### Requirement
Your answer must be an exact copy of the records, minus any pictures.

### Recorded data

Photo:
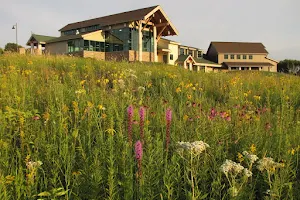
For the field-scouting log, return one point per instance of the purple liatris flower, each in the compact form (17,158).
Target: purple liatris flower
(142,120)
(130,121)
(142,113)
(138,148)
(169,115)
(168,119)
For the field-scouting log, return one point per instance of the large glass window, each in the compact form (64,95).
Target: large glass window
(93,46)
(75,45)
(181,51)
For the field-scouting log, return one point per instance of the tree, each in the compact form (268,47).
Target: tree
(12,47)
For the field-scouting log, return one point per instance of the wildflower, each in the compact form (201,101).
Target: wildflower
(253,148)
(268,126)
(141,89)
(231,167)
(121,83)
(268,164)
(139,155)
(168,119)
(101,107)
(185,117)
(196,147)
(257,97)
(36,117)
(142,120)
(247,172)
(130,116)
(240,157)
(82,82)
(251,157)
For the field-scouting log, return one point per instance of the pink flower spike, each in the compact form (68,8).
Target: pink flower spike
(169,115)
(130,110)
(142,113)
(138,150)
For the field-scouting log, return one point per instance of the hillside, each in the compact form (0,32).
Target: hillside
(69,127)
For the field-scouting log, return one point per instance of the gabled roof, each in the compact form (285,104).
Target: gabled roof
(239,47)
(130,16)
(183,58)
(251,64)
(39,38)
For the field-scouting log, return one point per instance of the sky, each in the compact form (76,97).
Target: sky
(275,23)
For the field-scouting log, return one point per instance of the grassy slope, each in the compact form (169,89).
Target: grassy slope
(51,110)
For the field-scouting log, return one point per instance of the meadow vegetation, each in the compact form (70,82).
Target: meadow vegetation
(73,128)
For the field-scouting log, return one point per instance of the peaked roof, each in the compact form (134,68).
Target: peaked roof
(40,38)
(111,19)
(238,47)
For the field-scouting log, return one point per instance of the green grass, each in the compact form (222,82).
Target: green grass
(71,114)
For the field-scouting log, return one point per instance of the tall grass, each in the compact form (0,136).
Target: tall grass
(64,130)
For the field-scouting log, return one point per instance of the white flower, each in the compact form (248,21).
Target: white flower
(231,167)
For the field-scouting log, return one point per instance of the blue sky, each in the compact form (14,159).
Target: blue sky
(275,23)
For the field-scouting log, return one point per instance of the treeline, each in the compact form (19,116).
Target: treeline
(289,66)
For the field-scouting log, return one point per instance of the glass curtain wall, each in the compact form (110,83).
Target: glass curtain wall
(123,39)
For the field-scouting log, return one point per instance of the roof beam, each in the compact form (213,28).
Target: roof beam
(147,21)
(160,32)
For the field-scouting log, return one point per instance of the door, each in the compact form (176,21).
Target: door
(165,59)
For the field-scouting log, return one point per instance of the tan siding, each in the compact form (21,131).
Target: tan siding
(256,58)
(97,36)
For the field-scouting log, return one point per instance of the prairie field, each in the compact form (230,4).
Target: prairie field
(73,128)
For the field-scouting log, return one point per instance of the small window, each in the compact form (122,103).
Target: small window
(181,51)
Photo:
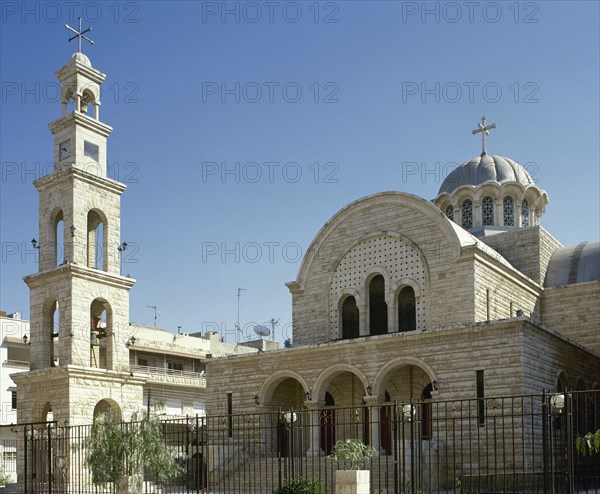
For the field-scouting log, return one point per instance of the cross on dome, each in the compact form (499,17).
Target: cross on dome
(484,129)
(79,34)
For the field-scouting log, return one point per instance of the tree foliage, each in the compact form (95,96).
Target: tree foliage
(588,444)
(302,485)
(352,450)
(117,450)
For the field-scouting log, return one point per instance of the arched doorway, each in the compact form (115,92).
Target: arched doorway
(327,420)
(385,419)
(402,382)
(343,387)
(292,438)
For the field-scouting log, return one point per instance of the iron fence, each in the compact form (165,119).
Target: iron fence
(516,444)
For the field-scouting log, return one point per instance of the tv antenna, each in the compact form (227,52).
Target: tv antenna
(156,312)
(273,324)
(262,330)
(237,325)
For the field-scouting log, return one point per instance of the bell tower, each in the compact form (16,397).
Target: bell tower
(79,301)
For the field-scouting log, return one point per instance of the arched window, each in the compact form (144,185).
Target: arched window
(377,306)
(350,317)
(51,331)
(327,419)
(47,415)
(100,334)
(58,240)
(487,211)
(525,213)
(426,418)
(97,241)
(466,213)
(407,314)
(87,97)
(54,362)
(509,211)
(449,212)
(107,410)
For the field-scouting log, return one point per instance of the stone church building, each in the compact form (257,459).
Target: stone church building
(401,299)
(398,298)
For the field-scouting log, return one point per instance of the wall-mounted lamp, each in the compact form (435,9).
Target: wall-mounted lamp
(557,402)
(408,412)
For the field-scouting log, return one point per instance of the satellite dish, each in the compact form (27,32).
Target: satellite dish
(262,330)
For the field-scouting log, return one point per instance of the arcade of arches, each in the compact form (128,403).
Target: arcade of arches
(343,404)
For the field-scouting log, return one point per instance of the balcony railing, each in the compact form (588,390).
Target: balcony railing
(16,363)
(145,369)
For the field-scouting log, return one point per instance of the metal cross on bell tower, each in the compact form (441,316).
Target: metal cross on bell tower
(484,129)
(79,34)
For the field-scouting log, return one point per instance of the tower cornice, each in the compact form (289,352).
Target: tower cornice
(77,118)
(73,173)
(81,272)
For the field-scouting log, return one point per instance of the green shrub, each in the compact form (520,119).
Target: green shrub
(302,485)
(117,450)
(588,444)
(352,450)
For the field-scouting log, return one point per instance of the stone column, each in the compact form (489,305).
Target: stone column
(314,408)
(363,329)
(374,423)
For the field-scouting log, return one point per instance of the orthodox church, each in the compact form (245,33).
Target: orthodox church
(398,298)
(401,299)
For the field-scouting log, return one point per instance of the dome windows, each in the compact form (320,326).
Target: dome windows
(487,211)
(525,214)
(449,212)
(508,204)
(466,214)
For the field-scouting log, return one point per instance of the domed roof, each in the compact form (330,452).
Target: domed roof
(81,58)
(576,264)
(484,168)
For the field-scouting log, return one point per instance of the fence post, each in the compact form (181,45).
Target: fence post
(49,461)
(25,458)
(546,473)
(395,439)
(569,445)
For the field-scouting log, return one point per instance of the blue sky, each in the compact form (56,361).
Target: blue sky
(240,128)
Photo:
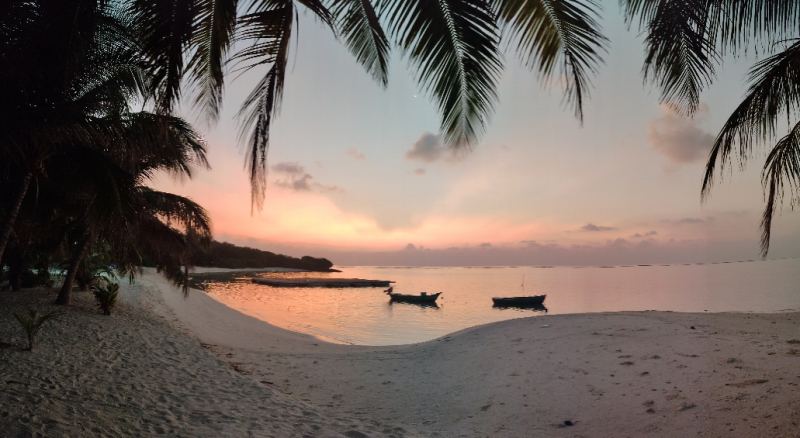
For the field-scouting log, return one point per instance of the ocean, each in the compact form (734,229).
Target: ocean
(365,316)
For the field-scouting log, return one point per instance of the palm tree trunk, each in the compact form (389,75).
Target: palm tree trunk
(8,222)
(16,267)
(65,295)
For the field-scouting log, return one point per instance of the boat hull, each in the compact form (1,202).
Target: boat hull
(415,298)
(532,301)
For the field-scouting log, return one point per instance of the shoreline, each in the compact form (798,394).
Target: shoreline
(645,373)
(195,367)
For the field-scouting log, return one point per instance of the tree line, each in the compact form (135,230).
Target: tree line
(228,255)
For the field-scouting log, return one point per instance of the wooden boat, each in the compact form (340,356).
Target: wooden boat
(421,298)
(531,301)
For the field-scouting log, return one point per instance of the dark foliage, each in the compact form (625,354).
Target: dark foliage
(227,255)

### Answer to this problem
Photo:
For the field-scouting log, return one point per instance of the purple liatris flower, each in the compact form (17,158).
Target: purple liatris flower
(142,120)
(130,121)
(142,113)
(138,148)
(169,115)
(168,119)
For the field-scouting log, return one point per instance of the large glass window, each in the compact form (64,95).
Target: large glass window
(93,46)
(75,45)
(181,51)
For the field-scouting log, return one point per instance of the tree, each in the compact form (268,47).
Target: tree
(12,47)
For the field-scouting log, return one point per instance of the wildflower, each in the compact form (201,101).
Target: wildflower
(253,148)
(268,126)
(141,89)
(231,167)
(121,83)
(268,164)
(139,155)
(168,119)
(101,107)
(185,117)
(196,147)
(257,97)
(36,117)
(142,120)
(247,172)
(130,116)
(240,157)
(82,82)
(251,157)
For the field-scouting log, return one point per instance of the pink flower spike, each in the compact form (68,8).
Target: pink flower spike
(169,115)
(130,110)
(142,113)
(138,150)
For the field-scouting log, return one point per instance of the hillside, each in the compact form (0,32).
Target: hillside
(69,127)
For the field-scouting log, return one point per instance of the gabled roof, each in the compact form (285,104).
Target: gabled roof
(239,47)
(130,16)
(183,58)
(251,64)
(39,38)
For the field-scouting log, return one point per instance of the sky, each in the compact form (76,97).
Target: sky
(275,23)
For the field-scouting log, return one point per instance of the grassy slope, each in the compact form (169,89).
Target: grassy slope
(51,110)
For the field-scouting log, return one point per instance of the meadow vegetation, each in the compact form (70,82).
Target: meadow vegetation
(73,128)
For the field-scouting log, return one point per instance of the peaked roof, each in the compact form (134,68).
Target: peaked roof
(40,38)
(111,19)
(238,47)
For the field-scouting log, return one point per instance of the green grass, each in the compact form (222,82).
Target: green grass
(71,114)
For the field-scouting log, return one point per instance of the tall grass, each in the compact form (0,136).
Target: tall grass
(64,130)
For the field-scouting log, return one point per instance of the white flower, each in the compact form (248,21).
Target: white flower
(231,167)
For the field-scouting log, return one point per instance of the blue sky, each in the compact form (14,159).
Target: blue sky
(275,23)
For the field-scouting log, return one point per instance of the treeline, each in the compact form (19,116).
Target: treeline
(289,66)
For the field-scouting log, return one point per instance of the glass curtain wall, each in the compact form (110,83).
Target: glass curtain wall
(123,39)
For the field-scouting log, return one point per instance of the roof beam, each in the compact form (213,28).
Target: roof beam
(147,21)
(160,32)
For the field-scouting log, return one point per instance of the door, each in the compact form (176,21).
Target: door
(165,59)
For the field-scouting log, return one point per instance of the tan siding, each in the compact form (21,131).
Target: tan siding
(256,58)
(97,36)
For the field-scouting log, return one point per instance of the prairie field, each in the compact form (230,4).
Target: prairie field
(73,128)
For the field-scouting log, return one point per instance of the small window, each in the compact form (122,103).
Target: small window
(181,51)
Photo:
For the field-scouting log, return one point per instance of the cross on dome, each in the compact form (499,17).
Target: cross on dome
(484,129)
(79,34)
For the field-scouting log, return one point per instance of the tree foliage, each in the compact form (95,96).
Target: tree foliage
(588,444)
(302,485)
(352,450)
(117,450)
For the field-scouting log, return one point per instance of the arched doorway, each in the compact form (115,92).
Target: arched doorway
(327,420)
(385,419)
(402,382)
(343,387)
(292,438)
For the field-scouting log, return one point per instance of the iron fence, each in the compact form (165,119).
Target: iron fence
(516,444)
For the field-scouting log, return one point per instance of the tv antenna, each in the compact form (227,52).
Target: tv antenna
(156,312)
(273,324)
(262,330)
(237,325)
For the field-scouting log, return one point per instance of the bell tower, each in the compact form (16,397).
Target: bell tower
(79,301)
For the field-scouting log, return one point per instance of the arched window, each in the compact form (144,185).
Target: arched window
(377,306)
(350,317)
(51,331)
(327,419)
(47,415)
(100,334)
(58,240)
(487,211)
(525,213)
(426,418)
(97,241)
(466,213)
(407,314)
(87,97)
(54,362)
(509,211)
(449,212)
(107,410)
For the field-scouting log, return one point per instance of the stone church building, each in the compact form (257,459).
Target: stone church building
(401,299)
(398,298)
For the field-scouting log, return one point per instance of the wall-mounted lamp, each in the compact form (435,9).
Target: wall-mounted lamp
(557,402)
(408,412)
For the field-scouting log, return one point per instance of the satellite dish, each in the compact form (27,32).
Target: satellite dish
(262,330)
For the field-scouting log, return one point per instance of the arcade of arches, each in the compact form (128,403).
Target: arcade of arches
(343,404)
For the field-scouting log, return one point per instance of the balcony railing, each in the compact form (588,390).
Target: balcony railing
(16,363)
(145,369)
For the field-scouting log, return one point per instance of the metal cross on bell tower, each in the compact form (441,316).
Target: metal cross on bell tower
(484,129)
(79,34)
For the field-scouting log, return one point per instance of the tower cornice, each in the compact form (289,352).
Target: tower cornice
(77,118)
(73,173)
(81,272)
For the field-scouting log, return one point per instance of the green shrub, each in the compact form (520,119).
Target: green shrub
(302,485)
(117,450)
(588,444)
(352,450)
For the field-scouting log, return one point per instance of the stone column, each in the compact form (489,305).
Target: stone column
(314,408)
(363,329)
(374,423)
For the field-scouting log, return one point per instance of the orthodox church, each in the compact form (245,33).
Target: orthodox church
(398,298)
(401,299)
For the field-scouting log, return one point per instance of the dome windows, each in the compact form (320,326).
Target: dome windows
(487,211)
(525,214)
(449,212)
(508,204)
(466,214)
For the field-scouting log, return one point per instance of the domed roof, each in the compact form (330,452).
Target: domed roof
(81,58)
(576,264)
(484,168)
For the field-scouting log, return one point per instance of the fence post, each in the compact form (181,45).
Target: fence post
(49,461)
(25,458)
(546,473)
(395,439)
(569,445)
For the field-scouting log, return one point per instance of the blue sky, each in the compact form (56,361).
Target: blue sky
(240,128)
Photo:
For the field-scouting log, return one point per instance of the ocean, each in the compact form (734,229).
Target: ocean
(365,316)
For the field-scouting log, return one point per instance of the palm tree trunk, each in the compact form (389,75).
Target: palm tree trunk
(8,222)
(16,267)
(65,295)
For the field-scouting log, return one point per instance of the boat hull, each in the compact form (1,202).
Target: boat hull
(415,298)
(532,301)
For the field-scouting log, return one point per instance of the shoreline, each in the compact form (798,394).
Target: shoreline
(645,373)
(195,367)
For the field-scouting log, return one point per instance of the tree line, each in the compact form (135,230).
Target: tree line
(228,255)
For the field-scouting log, return one point per instance of the wooden boat, each in the compact form (340,356).
Target: wooden boat
(421,298)
(531,301)
For the field-scouting log, return one point per instance of the dark foliage, each in the compact form (625,354).
Target: dark foliage
(227,255)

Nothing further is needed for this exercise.